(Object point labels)
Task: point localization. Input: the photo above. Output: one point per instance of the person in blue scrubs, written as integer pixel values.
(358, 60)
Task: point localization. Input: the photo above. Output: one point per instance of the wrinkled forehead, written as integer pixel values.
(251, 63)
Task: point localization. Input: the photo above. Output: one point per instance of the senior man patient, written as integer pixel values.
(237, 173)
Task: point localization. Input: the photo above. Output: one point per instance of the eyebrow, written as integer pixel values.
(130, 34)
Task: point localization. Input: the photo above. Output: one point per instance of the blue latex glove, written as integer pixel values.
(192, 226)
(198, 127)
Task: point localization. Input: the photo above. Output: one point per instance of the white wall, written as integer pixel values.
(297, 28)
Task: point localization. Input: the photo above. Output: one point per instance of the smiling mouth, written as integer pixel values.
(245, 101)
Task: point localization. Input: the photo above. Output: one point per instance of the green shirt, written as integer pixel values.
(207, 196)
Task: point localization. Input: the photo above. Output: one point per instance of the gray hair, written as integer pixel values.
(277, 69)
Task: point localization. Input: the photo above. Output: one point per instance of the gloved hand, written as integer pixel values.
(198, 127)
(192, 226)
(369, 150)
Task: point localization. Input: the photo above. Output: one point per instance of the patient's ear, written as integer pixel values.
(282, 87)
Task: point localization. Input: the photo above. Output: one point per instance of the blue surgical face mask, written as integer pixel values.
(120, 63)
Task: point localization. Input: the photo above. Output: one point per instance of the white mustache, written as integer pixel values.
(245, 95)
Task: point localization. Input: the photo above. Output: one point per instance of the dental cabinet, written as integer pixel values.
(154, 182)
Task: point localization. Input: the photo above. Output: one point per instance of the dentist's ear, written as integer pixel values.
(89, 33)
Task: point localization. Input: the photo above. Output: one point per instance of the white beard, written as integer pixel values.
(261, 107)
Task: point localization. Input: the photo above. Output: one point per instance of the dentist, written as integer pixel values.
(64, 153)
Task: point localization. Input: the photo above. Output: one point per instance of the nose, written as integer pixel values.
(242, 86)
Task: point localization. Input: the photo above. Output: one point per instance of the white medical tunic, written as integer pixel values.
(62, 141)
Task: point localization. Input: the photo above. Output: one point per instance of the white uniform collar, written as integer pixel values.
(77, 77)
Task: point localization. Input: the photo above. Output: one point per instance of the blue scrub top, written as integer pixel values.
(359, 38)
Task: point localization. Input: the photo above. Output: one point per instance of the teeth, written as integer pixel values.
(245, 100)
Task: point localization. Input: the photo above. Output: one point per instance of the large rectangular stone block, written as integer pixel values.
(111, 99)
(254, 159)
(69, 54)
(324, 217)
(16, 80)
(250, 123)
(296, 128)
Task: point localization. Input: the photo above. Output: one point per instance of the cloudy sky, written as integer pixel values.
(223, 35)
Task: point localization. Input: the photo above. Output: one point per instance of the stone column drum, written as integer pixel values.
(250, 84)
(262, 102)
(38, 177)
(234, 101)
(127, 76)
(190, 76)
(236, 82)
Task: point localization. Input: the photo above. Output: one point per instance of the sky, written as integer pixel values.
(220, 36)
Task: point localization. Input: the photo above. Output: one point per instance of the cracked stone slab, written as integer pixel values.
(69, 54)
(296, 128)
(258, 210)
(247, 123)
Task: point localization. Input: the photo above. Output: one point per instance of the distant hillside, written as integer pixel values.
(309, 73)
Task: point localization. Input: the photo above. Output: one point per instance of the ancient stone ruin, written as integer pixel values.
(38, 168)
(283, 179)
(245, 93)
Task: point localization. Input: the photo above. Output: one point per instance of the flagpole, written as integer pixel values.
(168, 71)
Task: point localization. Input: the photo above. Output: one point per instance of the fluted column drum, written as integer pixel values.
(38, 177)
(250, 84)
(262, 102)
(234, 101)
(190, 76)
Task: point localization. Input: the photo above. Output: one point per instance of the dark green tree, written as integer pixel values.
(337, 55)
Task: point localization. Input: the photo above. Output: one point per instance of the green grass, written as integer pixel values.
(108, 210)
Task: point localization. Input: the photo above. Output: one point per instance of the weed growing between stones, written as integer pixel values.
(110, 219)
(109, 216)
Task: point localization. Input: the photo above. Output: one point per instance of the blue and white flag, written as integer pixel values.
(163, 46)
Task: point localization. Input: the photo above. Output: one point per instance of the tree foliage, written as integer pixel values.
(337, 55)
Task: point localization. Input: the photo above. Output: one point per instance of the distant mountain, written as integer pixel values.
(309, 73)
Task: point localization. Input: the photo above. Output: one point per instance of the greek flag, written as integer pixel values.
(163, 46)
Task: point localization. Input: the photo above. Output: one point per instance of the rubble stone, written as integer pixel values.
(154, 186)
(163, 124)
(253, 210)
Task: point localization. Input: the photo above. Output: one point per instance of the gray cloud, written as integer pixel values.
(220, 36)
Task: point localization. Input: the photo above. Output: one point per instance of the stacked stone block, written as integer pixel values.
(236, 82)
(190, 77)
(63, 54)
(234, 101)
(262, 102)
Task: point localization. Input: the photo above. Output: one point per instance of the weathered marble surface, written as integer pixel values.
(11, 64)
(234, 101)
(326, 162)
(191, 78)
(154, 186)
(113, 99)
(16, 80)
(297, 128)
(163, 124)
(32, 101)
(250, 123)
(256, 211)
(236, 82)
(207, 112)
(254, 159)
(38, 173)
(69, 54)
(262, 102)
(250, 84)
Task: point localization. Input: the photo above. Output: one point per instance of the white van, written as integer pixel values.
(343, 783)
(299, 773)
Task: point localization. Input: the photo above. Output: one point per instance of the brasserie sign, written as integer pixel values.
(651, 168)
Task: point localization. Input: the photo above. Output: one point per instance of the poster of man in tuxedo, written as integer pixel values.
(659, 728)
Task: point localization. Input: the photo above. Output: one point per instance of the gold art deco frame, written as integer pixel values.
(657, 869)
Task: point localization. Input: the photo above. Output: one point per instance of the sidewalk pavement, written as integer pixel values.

:: YOUR TASK ::
Rename "point localization" to "point annotation" everywhere in the records, keeping every other line unchanged.

:: THE REPLY ::
Task: point annotation. Input: the photo above. Output: one point per instance of the person in blue scrubs, written as integer pixel values.
(358, 60)
Task: point annotation. Input: the photo above. Output: one point per instance of the wrinkled forehead, written as integer pixel values.
(251, 63)
Task: point annotation. Input: the photo above. Output: one point per instance of the senior man patient, written as integer pixel values.
(237, 173)
Task: point annotation. Input: the photo above. Output: one point per instance of the eyebrow, written as integer pixel values.
(130, 34)
Task: point annotation. Input: the photo above. Output: one point per instance of the blue latex glove, written as integer pixel values.
(192, 226)
(198, 127)
Task: point annotation. Input: the photo above. Output: one point per instance of the white wall, written as integer pixel values.
(297, 28)
Task: point annotation. Input: the photo above. Output: one point per instance of the smiling mouth, written as integer pixel values.
(245, 101)
Task: point annotation. Input: the photo above. Output: one point per instance of the green shirt, written as integer pixel values.
(207, 196)
Task: point annotation. Input: the photo above. Output: one point per instance of the gray hair, written as integer pixel values.
(277, 69)
Task: point annotation. Input: the photo above. Output: one point per instance of the gloved hand, written as integer pixel values.
(198, 127)
(192, 226)
(369, 150)
Task: point annotation. Input: the photo above. Output: one point per instance of the patient's ear, written as integer pixel values.
(282, 87)
Task: point annotation. Input: the photo above. Output: one point per instance of the blue surgical face mask, written as integer pixel values.
(120, 63)
Task: point annotation. Input: the photo above. Output: one point per instance of the white mustache, written as integer pixel values.
(245, 95)
Task: point annotation. Input: the photo above. Output: one point per instance of the dental cabinet, written as integer pixel values.
(154, 182)
Task: point annotation. Input: the photo above. Output: one point per instance of the dentist's ear, written as integer pixel values.
(89, 33)
Task: point annotation. Input: the photo above. Output: one point per instance of the white beard, written as integer pixel values.
(261, 107)
Task: point annotation. Input: the photo above. Output: one point per instance of the dentist, written as integer pixel values.
(64, 153)
Task: point annotation. Input: the photo above. Output: one point per instance of the nose, written as integer pixel values.
(242, 86)
Task: point annotation. Input: the photo above. Output: one point per instance of the white medical tunic, written as integer pixel values.
(62, 141)
Task: point annotation. Input: the photo above. Output: one point per instance of the white uniform collar, written as integer pixel values.
(77, 77)
Task: point annotation. Input: the photo above. Output: one point per instance of the blue scrub top, written as integer pixel values.
(359, 38)
Task: point annotation. Input: the photo above. Output: one point per instance of the teeth, written as integer pixel values.
(245, 100)
Task: point annotation. Input: the photo above. Output: one point per instance of the large rectangular stone block, written as integer pixel values.
(111, 99)
(254, 159)
(69, 54)
(324, 217)
(16, 80)
(250, 123)
(296, 128)
Task: point annotation. Input: the photo above. Output: one point per instance of the cloudy sky, written as integer pixel values.
(223, 35)
Task: point annotation. Input: the photo above. Output: one point per instance of the stone column drum, written as integer pixel values.
(250, 84)
(262, 102)
(38, 177)
(234, 101)
(127, 76)
(190, 76)
(236, 82)
Task: point annotation. Input: the photo above. Output: one point per instance of the sky, written as integer pixel values.
(220, 36)
Task: point annotation. Input: the photo above. Output: one point per instance of the cracked stone slab, written as integer pixel values.
(69, 54)
(296, 128)
(258, 210)
(247, 123)
Task: point annotation. Input: the photo above. Output: one point per instance of the distant hillside, written as integer pixel values.
(309, 73)
Task: point annotation. Input: the photo above. Output: one point per instance of the ancient stone ruin, written as integer pixel values.
(38, 168)
(283, 179)
(245, 93)
Task: point annotation. Input: the photo above. Output: one point per instance of the flagpole, written as integer pixel values.
(168, 71)
Task: point annotation. Input: the photo above. Output: one point per instance of the fluted column drum, written as integer pixel values.
(38, 177)
(250, 84)
(262, 102)
(234, 101)
(190, 76)
Task: point annotation. Input: the photo above. Output: one point per instance of the dark green tree, written as integer pixel values.
(337, 55)
Task: point annotation. Input: the photo above. Output: one point per instance of the green grass, written as integer pixel values.
(108, 210)
Task: point annotation. Input: the photo above. Output: one point per instance of the weed growing between stones, written as integer pixel values.
(110, 219)
(109, 216)
Task: point annotation. Input: the photo above. Output: one point per instance of the blue and white flag, written as integer pixel values.
(163, 46)
Task: point annotation. Input: the photo above. Output: one point per instance of the tree foliage, written as integer pixel values.
(337, 55)
Task: point annotation. Input: the photo above. Output: one point per instance of the distant mountain, written as integer pixel values.
(309, 73)
Task: point annotation. Input: the photo above. Output: one point per instance of the greek flag, written as integer pixel values.
(163, 46)
Task: point annotation. Input: the photo above. Output: one point per instance of the rubble stone, written as integer pixel values.
(154, 186)
(163, 124)
(253, 210)
Task: point annotation. Input: the photo above. Output: one point per instance of the gray cloud, written as integer pixel values.
(220, 36)
Task: point annotation. Input: the photo above. Output: one point per instance of the stacked stone block, written as integer pixel values.
(236, 82)
(190, 77)
(63, 54)
(234, 101)
(262, 102)
Task: point annotation. Input: the photo above. Output: one point per instance of the weathered marble surface, written as integer pixel values.
(11, 64)
(234, 101)
(326, 162)
(191, 78)
(154, 186)
(113, 99)
(16, 80)
(297, 128)
(163, 124)
(32, 101)
(250, 123)
(256, 211)
(236, 82)
(207, 112)
(254, 159)
(38, 173)
(69, 54)
(262, 102)
(250, 84)
Task: point annotation. Input: the photo above. Output: one point per instance of the white van, written as integer pixel values.
(343, 783)
(299, 773)
Task: point annotation. Input: the photo above. Output: one point per instance of the brasserie sign, written as integer pixel values.
(651, 168)
Task: point annotation. Input: the photo above. Output: one point per instance of the poster of man in tuxedo, written as integer pixel values.
(659, 728)
Task: point annotation. Input: the photo above. Output: one point per instance of the gold art deco frame, written as integer pixel values.
(657, 869)
Task: point annotation. Input: the photo above. Output: one point per instance of the sidewalk pavement, written as integer pixel values.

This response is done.